◆ SHORT EXERCISE A
Show each line in the records below that contains the word "blossom".

◆ PAGE

----

Matrices and vectors calculating angle. I've got an exam in January, and i've been looking over past papers. There seems to be a recurrence for the following question : 

Calculate the angle between the vectors $\mathbf u=\begin{pmatrix}-8 \\
15\end{pmatrix}$ and $\mathbf v=\begin{pmatrix}-23 \\
7\end{pmatrix}$.
You can use the following table to work out the angle from its cosine: 
  $$
\begin{array}{|c|c|}
\hline\\ \cos\phi  & 1 & \dfrac{\sqrt{3}}2 & \dfrac{\sqrt{2}}2 & \dfrac12 & 0 & -\dfrac12 & -\dfrac{\sqrt{2}}2 & -\dfrac{\sqrt{3}}2 & -1     \\ \\
\hline
\\\\
\phi & 0° & 30° & 45° & 60° & 90° & 120° & 135° & 150° & 180°  \\ \\
\hline
\end{array}
$$

I know how to multiply matrices, that's about all i know how to do though =/ 
Could someone show me a basic process in how this should be done, in a way that will actually help me understand for the exam; bare in mind im bad at maths.

----

◆ RECORDS SHOWN
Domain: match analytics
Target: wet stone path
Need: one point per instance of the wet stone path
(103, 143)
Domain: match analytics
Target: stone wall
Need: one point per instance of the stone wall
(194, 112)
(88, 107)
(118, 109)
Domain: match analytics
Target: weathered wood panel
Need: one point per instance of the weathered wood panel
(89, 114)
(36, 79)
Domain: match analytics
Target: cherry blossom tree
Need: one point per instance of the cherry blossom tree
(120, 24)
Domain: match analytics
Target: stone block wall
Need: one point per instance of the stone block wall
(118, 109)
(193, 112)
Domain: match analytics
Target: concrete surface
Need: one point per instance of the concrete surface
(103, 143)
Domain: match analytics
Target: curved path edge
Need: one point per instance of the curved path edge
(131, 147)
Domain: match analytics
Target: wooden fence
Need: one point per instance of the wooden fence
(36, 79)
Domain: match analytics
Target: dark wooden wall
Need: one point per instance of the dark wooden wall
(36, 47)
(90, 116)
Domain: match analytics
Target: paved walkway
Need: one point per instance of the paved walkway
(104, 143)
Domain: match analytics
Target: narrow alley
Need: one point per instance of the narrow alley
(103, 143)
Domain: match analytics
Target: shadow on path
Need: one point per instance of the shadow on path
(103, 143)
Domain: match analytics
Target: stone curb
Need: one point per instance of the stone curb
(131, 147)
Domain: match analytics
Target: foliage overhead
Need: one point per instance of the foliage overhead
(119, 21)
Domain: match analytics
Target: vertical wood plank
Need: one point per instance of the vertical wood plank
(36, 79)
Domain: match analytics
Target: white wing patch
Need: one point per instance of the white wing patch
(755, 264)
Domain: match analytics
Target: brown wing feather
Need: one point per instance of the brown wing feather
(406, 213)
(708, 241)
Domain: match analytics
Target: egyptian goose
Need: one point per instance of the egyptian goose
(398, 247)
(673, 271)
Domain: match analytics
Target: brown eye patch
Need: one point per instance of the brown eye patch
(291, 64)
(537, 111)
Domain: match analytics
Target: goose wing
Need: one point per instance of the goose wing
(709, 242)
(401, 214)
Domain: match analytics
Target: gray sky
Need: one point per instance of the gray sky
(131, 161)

----

◆ SHORT EXERCISE B
Reproduce the whole forum post above about finding the angle between two vectors, word for word.

◆ WRITTEN REPLY A
Target: cherry blossom tree
Need: one point per instance of the cherry blossom tree

◆ WRITTEN REPLY B
Matrices and vectors calculating angle. I've got an exam in January, and i've been looking over past papers. There seems to be a recurrence for the following question : 

Calculate the angle between the vectors $\mathbf u=\begin{pmatrix}-8 \\
15\end{pmatrix}$ and $\mathbf v=\begin{pmatrix}-23 \\
7\end{pmatrix}$.
You can use the following table to work out the angle from its cosine: 
  $$
\begin{array}{|c|c|}
\hline\\ \cos\phi  & 1 & \dfrac{\sqrt{3}}2 & \dfrac{\sqrt{2}}2 & \dfrac12 & 0 & -\dfrac12 & -\dfrac{\sqrt{2}}2 & -\dfrac{\sqrt{3}}2 & -1     \\ \\
\hline
\\\\
\phi & 0° & 30° & 45° & 60° & 90° & 120° & 135° & 150° & 180°  \\ \\
\hline
\end{array}
$$

I know how to multiply matrices, that's about all i know how to do though =/ 
Could someone show me a basic process in how this should be done, in a way that will actually help me understand for the exam; bare in mind im bad at maths.